PAGE TEXT.
········

Bursa REITs, Property Stocks, or Properties – how to choose?

Case Notes 29. REITs, Property Stocks or Properties are all investment in real estate. This article looks at the factors to consider when deciding how to choose among them.
How to choose between REITs, Property stocks and Properties?

A Real Estate Investment Trust (REIT) is a corporation that owns, operates, or finances income-producing real estate or real estate-related assets. REITs pool the capital of numerous investors.

According to Bursa Malaysia, real estate is a key asset class in an investment portfolio. Before REITs were introduced, an investor will have to choose between Property Stocks or physical Properties to get exposure in the real estate sector. With REITs, investors now have an alternative. 

If you are a long-term investor in real estate, how do you choose between REITs, Property Stocks, or physical Properties? I define a long-term investor as someone with at least 10 years of investment horizon. This is to differentiate it from the property “flippers” and the stock traders.

········

Records contained in a dataset:

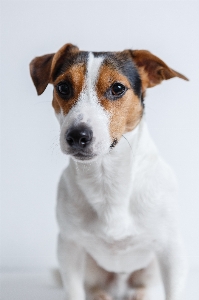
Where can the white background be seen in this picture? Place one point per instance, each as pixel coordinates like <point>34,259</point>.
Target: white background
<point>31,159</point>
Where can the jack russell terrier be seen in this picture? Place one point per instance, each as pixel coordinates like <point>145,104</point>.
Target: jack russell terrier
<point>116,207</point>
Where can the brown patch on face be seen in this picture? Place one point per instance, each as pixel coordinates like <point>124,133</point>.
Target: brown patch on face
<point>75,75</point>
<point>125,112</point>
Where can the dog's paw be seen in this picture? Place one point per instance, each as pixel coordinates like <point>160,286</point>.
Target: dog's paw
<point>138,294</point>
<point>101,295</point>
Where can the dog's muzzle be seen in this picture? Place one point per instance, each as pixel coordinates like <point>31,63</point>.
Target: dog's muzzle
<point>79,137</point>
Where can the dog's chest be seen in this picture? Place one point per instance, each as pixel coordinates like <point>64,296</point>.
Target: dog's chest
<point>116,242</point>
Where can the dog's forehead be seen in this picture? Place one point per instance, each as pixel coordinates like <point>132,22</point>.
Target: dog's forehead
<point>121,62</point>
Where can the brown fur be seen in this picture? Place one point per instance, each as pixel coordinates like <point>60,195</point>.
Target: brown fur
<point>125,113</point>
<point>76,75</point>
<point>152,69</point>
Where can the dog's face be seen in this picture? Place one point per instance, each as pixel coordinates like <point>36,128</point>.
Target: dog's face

········

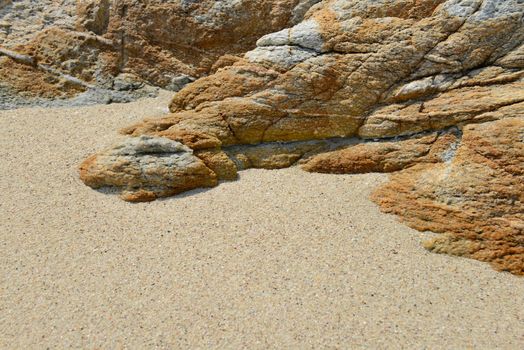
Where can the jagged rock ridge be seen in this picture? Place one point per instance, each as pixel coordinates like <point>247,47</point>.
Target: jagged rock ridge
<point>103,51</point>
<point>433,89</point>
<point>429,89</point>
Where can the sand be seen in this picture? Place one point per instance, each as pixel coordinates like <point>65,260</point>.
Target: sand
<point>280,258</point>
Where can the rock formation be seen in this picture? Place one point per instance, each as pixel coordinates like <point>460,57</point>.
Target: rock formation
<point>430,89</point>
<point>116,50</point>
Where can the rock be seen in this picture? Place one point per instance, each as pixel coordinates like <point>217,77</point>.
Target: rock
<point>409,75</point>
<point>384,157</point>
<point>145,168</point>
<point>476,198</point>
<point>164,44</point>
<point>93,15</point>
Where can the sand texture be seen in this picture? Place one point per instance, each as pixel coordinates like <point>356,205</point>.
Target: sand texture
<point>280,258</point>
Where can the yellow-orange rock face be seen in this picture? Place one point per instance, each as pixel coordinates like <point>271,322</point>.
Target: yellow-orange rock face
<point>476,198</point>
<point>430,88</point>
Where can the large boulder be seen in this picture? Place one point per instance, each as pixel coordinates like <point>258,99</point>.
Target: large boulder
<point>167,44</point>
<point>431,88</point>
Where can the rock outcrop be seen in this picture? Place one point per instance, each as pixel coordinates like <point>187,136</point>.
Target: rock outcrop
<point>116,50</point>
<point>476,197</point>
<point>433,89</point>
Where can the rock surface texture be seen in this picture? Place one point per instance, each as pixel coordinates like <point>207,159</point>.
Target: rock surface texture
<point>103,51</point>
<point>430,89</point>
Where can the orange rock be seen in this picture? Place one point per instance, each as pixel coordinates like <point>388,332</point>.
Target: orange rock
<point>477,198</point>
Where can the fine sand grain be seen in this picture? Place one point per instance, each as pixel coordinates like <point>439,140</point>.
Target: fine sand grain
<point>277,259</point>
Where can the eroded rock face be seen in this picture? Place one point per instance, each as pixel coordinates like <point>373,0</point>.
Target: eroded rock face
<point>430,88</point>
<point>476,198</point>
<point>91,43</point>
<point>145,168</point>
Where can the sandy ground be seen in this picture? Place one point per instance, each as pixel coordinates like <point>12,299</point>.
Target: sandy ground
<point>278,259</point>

········

GIVEN TASK 1. In the records, substitute "beagle" for "jack russell terrier" and write the lines out again with everything else unchanged, starting at the line that contains "Where can the white" and stopping after the line that contains "<point>125,112</point>".
GIVEN TASK 2. Proceed with the article on choosing among REITs, property stocks and physical properties, picking up after its last sentence.

TASK OUTPUT 1.
Where can the white background be seen in this picture? Place one point per instance, each as pixel coordinates like <point>34,259</point>.
Target: white background
<point>31,159</point>
Where can the beagle be seen in this picture? Place one point per instance, each as pixel coordinates like <point>145,104</point>.
Target: beagle
<point>116,207</point>
Where can the brown patch on face be seen in this picture? Place one point per instance, each as pixel coordinates like <point>124,133</point>.
Target: brown patch on face
<point>75,75</point>
<point>125,112</point>

TASK OUTPUT 2.
Secondly, I am looking at investments from a retail investor perspective. In practice, this means limited capital for investing. I am also looking from an investment perspective. In other words, the investment in a physical Property is not for own use. 

In the Malaysian context, the evidence points to REITs as providing the best returns among these 3 investment types.

Should you go and buy the REITs?  Well, read my Disclaimer.


  • Comparing the 3 investments
  • Choosing the investments
  • Historical returns
  • Conclusions
  • Method
  • Appendix

Comparing the 3 investments

While there are many articles that compare these 3 investments, very few look at them collectively. Most of them compare two at a time ie
  • REITS vs Property Stocks.
  • REITs vs physical Properties.
  • Property Stocks vs physical Properties

If you are going to choose among the 3 of them, I think it is more appropriate to look at them collectively. Table 1 summarizes such a comparison where I have grouped them into 3:
  • Business characteristics.
  • Advantages and disadvantages to the investor.
  • Risks to the investor.

You can see that as a stock market instrument, a REIT shares many of the characteristics of a stock.  Investing in physical Properties is very different from investing in REITs or Property Stocks.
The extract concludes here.